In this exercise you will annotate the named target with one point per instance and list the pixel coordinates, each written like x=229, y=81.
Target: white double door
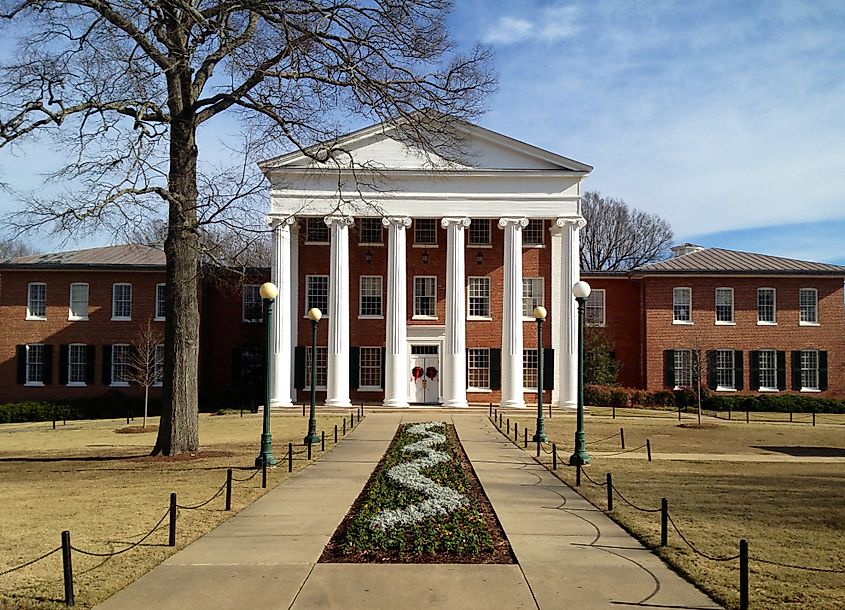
x=424, y=374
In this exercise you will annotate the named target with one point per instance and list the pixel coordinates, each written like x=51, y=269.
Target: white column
x=454, y=350
x=570, y=266
x=396, y=316
x=512, y=313
x=337, y=384
x=281, y=386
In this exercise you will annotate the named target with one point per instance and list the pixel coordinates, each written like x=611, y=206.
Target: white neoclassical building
x=426, y=270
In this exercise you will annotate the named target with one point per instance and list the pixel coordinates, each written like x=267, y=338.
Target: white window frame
x=29, y=301
x=114, y=302
x=322, y=365
x=676, y=304
x=113, y=381
x=74, y=364
x=806, y=354
x=772, y=370
x=371, y=316
x=729, y=291
x=70, y=315
x=366, y=364
x=481, y=280
x=30, y=362
x=309, y=296
x=774, y=320
x=161, y=302
x=590, y=304
x=249, y=294
x=815, y=305
x=721, y=356
x=432, y=279
x=473, y=364
x=530, y=298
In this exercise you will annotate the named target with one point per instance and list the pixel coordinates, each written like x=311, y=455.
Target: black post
x=172, y=539
x=67, y=567
x=743, y=574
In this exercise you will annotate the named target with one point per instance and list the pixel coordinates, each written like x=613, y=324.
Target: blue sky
x=726, y=118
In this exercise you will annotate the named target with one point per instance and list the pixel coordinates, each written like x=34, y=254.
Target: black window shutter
x=754, y=370
x=823, y=371
x=106, y=364
x=90, y=358
x=299, y=367
x=495, y=369
x=669, y=368
x=781, y=370
x=20, y=351
x=548, y=369
x=48, y=364
x=354, y=372
x=711, y=369
x=796, y=370
x=63, y=356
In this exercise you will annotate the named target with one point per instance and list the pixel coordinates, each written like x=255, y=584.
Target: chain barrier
x=30, y=562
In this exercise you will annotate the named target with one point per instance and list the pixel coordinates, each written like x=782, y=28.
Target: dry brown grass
x=102, y=487
x=789, y=512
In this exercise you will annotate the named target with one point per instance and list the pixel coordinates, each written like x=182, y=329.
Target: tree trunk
x=178, y=431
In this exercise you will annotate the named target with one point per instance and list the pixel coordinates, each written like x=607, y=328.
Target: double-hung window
x=121, y=302
x=808, y=306
x=478, y=368
x=425, y=296
x=369, y=368
x=724, y=306
x=766, y=307
x=682, y=305
x=532, y=295
x=77, y=363
x=36, y=304
x=478, y=297
x=252, y=304
x=370, y=299
x=78, y=306
x=594, y=308
x=317, y=293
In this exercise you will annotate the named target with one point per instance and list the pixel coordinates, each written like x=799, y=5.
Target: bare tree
x=144, y=367
x=125, y=86
x=618, y=238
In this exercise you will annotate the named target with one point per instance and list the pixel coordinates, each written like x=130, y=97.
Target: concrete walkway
x=569, y=553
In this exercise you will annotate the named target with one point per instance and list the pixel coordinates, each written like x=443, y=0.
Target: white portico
x=426, y=358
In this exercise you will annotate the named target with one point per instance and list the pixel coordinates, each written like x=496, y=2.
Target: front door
x=425, y=374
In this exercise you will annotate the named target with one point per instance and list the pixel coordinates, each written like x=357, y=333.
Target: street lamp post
x=540, y=316
x=314, y=315
x=268, y=292
x=581, y=291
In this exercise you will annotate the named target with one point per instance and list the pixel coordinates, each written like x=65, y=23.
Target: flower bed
x=422, y=504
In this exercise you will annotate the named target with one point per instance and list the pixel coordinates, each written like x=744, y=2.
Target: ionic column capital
x=460, y=223
x=400, y=222
x=515, y=222
x=339, y=220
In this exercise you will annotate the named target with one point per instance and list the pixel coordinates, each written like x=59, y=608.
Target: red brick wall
x=57, y=330
x=746, y=335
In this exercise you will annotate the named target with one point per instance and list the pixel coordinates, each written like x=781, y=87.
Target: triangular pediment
x=474, y=148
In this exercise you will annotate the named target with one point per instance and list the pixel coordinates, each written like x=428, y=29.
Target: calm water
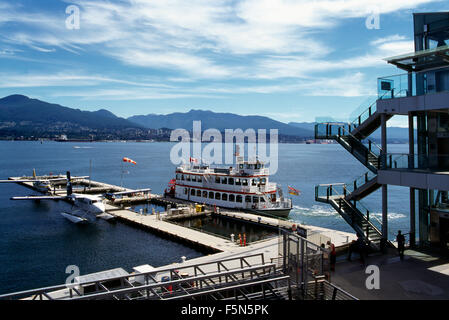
x=37, y=243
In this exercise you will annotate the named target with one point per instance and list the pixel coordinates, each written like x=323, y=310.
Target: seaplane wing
x=42, y=179
x=17, y=181
x=39, y=198
x=65, y=179
x=128, y=192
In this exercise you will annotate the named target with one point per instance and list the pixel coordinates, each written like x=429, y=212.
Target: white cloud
x=257, y=40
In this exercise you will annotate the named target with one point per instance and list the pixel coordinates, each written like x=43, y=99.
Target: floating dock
x=160, y=222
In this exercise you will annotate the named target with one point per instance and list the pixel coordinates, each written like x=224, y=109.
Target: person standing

• _What needs to be done_:
Can you repeat the records between the lines holding "like x=799, y=5." and "x=128, y=192", inclusive, swapping "flower bed" for "garden bed" and keeping everything else the same? Leave the pictures out of your answer.

• _Answer for this exercise_:
In this exercise you will annotate the named target with one point per instance and list the pixel coordinates, each written like x=799, y=5.
Target: bare tree
x=144, y=367
x=125, y=86
x=618, y=238
In this exercise you will annotate the named target with one point per instance and list the pixel coordinates, each written like x=130, y=97.
Target: concrete walkway
x=569, y=553
In this exercise you will annotate the named target with one point per instance and list the pixel coordinates, each written like x=443, y=0.
Target: white portico
x=426, y=358
In this exercise you will annotate the named target with one point per instance and list the pixel coordinates, each written like x=496, y=2.
Target: front door
x=425, y=374
In this exercise you will annotate the named target with one point per instance and list the pixel coordinates, each written like x=357, y=333.
Target: street lamp post
x=540, y=316
x=314, y=315
x=268, y=292
x=581, y=291
In this exercise you will annotate the named target with one point per instance and list the pixel coordinates, each written like x=65, y=23.
Target: garden bed
x=422, y=504
In this exercise you will annotate the named target with one point per instance and list the pixel coordinates, each written like x=744, y=2.
Target: ionic column capital
x=460, y=223
x=400, y=222
x=515, y=222
x=339, y=220
In this exercise you will annotate the named target with one point per instance and list the pixel coordinates, each written like x=59, y=608.
Target: red brick wall
x=57, y=330
x=746, y=335
In this exercise you will annotate the named target with one point per instance and list the pixel coordinates, each written like x=781, y=87.
Target: triangular pediment
x=474, y=148
In this exercise you will annotate the named target with one point per instance and list the pixel coordinates, each written like x=428, y=29.
Target: calm water
x=37, y=243
In this exercise you will annotate the named target with one point per instance and list the pixel coordinates, each written like x=323, y=310.
Target: seaplane wing
x=42, y=179
x=17, y=181
x=39, y=198
x=65, y=179
x=128, y=192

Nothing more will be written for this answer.